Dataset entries
··········
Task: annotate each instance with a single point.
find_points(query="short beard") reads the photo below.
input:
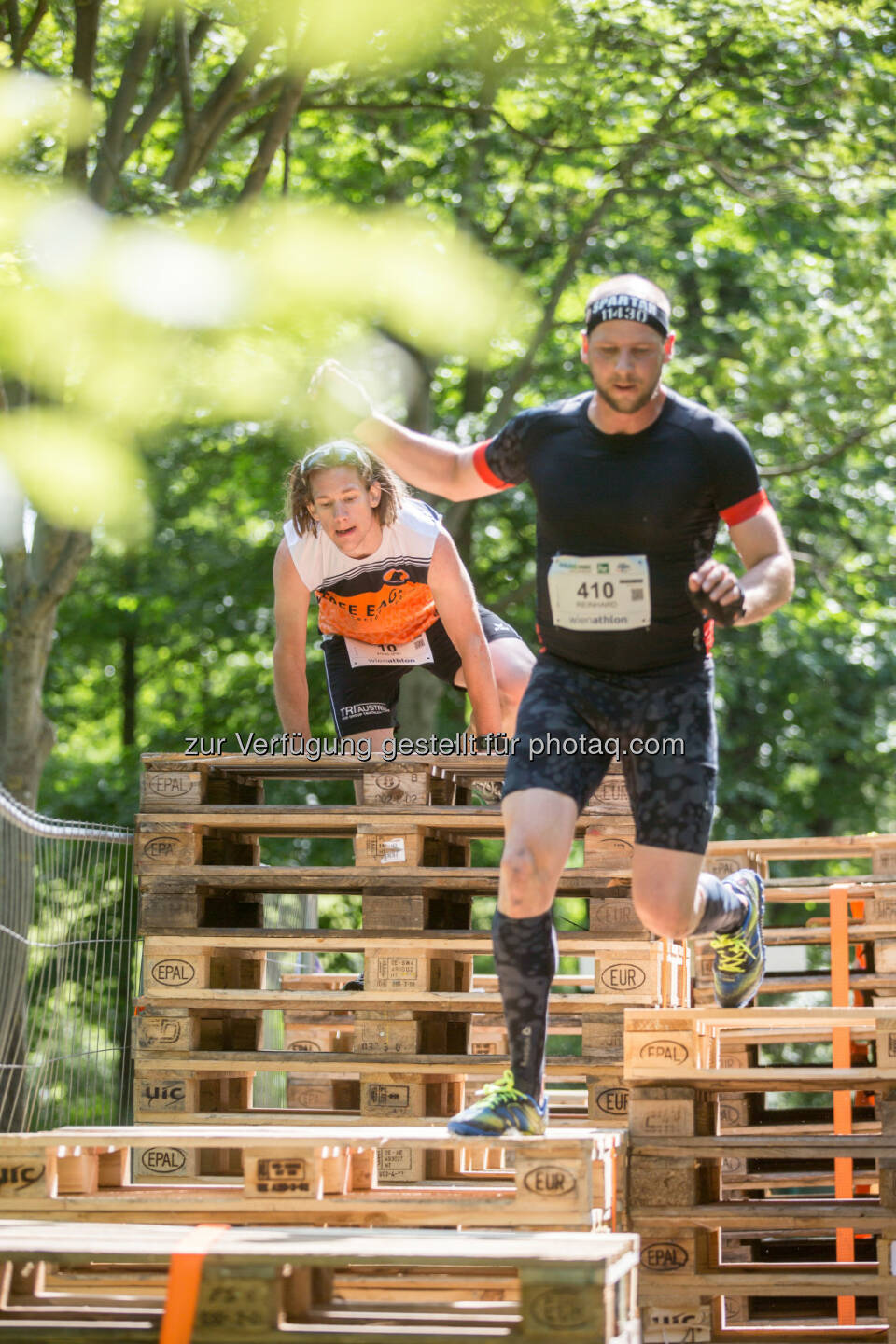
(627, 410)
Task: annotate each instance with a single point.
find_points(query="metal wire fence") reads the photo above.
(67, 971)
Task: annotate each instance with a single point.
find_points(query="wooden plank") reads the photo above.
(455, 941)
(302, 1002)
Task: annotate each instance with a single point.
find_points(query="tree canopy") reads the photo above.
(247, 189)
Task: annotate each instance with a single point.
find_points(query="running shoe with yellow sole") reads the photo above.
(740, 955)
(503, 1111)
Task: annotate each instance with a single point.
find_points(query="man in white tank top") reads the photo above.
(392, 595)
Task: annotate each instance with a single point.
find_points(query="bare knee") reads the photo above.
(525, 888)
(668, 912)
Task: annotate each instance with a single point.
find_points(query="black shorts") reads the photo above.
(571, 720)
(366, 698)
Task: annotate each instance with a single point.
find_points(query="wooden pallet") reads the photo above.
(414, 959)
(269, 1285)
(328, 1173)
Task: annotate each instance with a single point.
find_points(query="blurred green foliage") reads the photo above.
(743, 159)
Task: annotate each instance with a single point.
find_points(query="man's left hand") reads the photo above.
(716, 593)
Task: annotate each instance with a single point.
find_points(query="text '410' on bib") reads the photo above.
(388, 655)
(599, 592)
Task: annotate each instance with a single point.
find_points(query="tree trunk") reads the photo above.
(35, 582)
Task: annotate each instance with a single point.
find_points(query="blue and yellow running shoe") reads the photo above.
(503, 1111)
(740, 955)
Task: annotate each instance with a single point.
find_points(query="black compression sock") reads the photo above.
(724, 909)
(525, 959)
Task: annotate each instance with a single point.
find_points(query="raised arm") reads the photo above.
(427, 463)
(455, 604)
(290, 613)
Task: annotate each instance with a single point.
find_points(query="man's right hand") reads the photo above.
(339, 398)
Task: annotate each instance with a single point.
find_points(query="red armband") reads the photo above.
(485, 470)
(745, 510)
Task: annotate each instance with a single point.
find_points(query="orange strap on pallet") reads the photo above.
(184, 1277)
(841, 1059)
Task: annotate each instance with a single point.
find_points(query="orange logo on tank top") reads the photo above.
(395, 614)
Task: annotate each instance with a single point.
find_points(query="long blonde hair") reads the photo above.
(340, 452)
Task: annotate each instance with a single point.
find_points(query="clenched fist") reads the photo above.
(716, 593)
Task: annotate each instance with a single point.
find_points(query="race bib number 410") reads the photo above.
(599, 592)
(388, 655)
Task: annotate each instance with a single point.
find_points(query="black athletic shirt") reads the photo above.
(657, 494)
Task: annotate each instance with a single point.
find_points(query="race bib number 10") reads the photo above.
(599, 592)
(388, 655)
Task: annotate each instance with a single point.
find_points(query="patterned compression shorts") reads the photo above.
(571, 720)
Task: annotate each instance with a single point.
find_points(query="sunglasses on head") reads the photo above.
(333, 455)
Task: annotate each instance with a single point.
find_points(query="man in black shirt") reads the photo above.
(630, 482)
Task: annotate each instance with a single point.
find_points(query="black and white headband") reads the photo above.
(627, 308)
··········
§ Your goal: Exactly reproduce each record, leaving out any pictures.

§ Full answer:
Task: annotate each instance with a single point.
find_points(query="short beard") reads the photo below.
input:
(627, 410)
Task: annotate each instance with a single point.
find_points(query="metal wire fence") reads the photo above.
(67, 971)
Task: annotate each instance with a single point.
find_points(query="wooden plank") reads the photo above.
(455, 941)
(302, 1002)
Task: annotate each instance with a single point.
find_points(query="tree canopy") reads the photo above.
(247, 189)
Task: annotate each instance with a single point.
find_points(query="running shoe with yellow sole") reads the photo above.
(740, 955)
(503, 1111)
Task: annotate each instance with a single point.
find_points(query="man in white tank top") reads the photo above.
(392, 595)
Task: annotate each instance with a single point.
find_points(query="bare knee") reads the photo above.
(525, 888)
(668, 912)
Task: annotate each instance with a single point.
find_points(query="black shorts") reads the photo above.
(571, 720)
(366, 698)
Task: annotate each instance with a single point.
find_points(query="wooden pallet") reads the photo above.
(414, 959)
(269, 1285)
(328, 1173)
Task: annotate each instance with a single point.
find_points(query="blurred green foliage") reads the photo above.
(743, 159)
Task: annotate each instance with a single point.
find_points(query="man's left hand") reads the photo above.
(716, 593)
Task: annotate each instance with a single point.
find_points(query="text '410' on bib") reads the photo above.
(388, 655)
(599, 592)
Task: annotate each instance with a single point.
find_points(query="tree trunk") reads the photo above.
(35, 582)
Task: annotate each instance with a single point.
find_points(query="blue and yellow running shoe") reads the photo above.
(503, 1111)
(740, 955)
Task: annotate each instance with a single point.
find_points(query="black compression sock") reads the photo above.
(724, 909)
(525, 959)
Task: annotate each instance with a single point.
find_points(query="raised arm") reads the photo above.
(427, 463)
(455, 604)
(290, 613)
Task: annotate each instance with a single point.
find_points(query="man's right hand") reads the photo above.
(339, 398)
Task: annotate each instance with a single point.
find_points(query="red armband") reads the photo above.
(485, 470)
(745, 510)
Task: annotate each instance with a single point.
find_points(query="orange strap on pallet") reads the photo above.
(184, 1277)
(841, 1059)
Task: annotate each instance with a single point.
find_points(query="orange logo on tank top") reads the photo above.
(395, 614)
Task: annotate each instance with a single point.
find_points(query="long blonde hair") reads the photo above.
(340, 452)
Task: annotate each instance with a single point.
find_points(query="clenched fist") reads the photo above.
(716, 593)
Task: annotate each instance with a single point.
find_points(query="race bib number 410") reads the photo above.
(599, 592)
(388, 655)
Task: annotate each instance with a single point.
find_points(query="black athletic shirt") reads the photo above.
(657, 494)
Task: annotate each instance with a single point.
find_points(query="race bib number 10") reads the photo above.
(599, 592)
(388, 655)
Task: annotate each instance with a single point.
find_points(query="patterned compression shorts") reads the photo above.
(571, 720)
Task: annotate each instance with a single point.
find_points(query="sunglasses on head") reads the photo above.
(333, 455)
Task: annotate each instance with a single point.
find_points(query="man in black shirt") reads the photo above.
(630, 482)
Task: annotate each instance with a single point.
find_points(query="black and white headband") reads the photo above.
(627, 308)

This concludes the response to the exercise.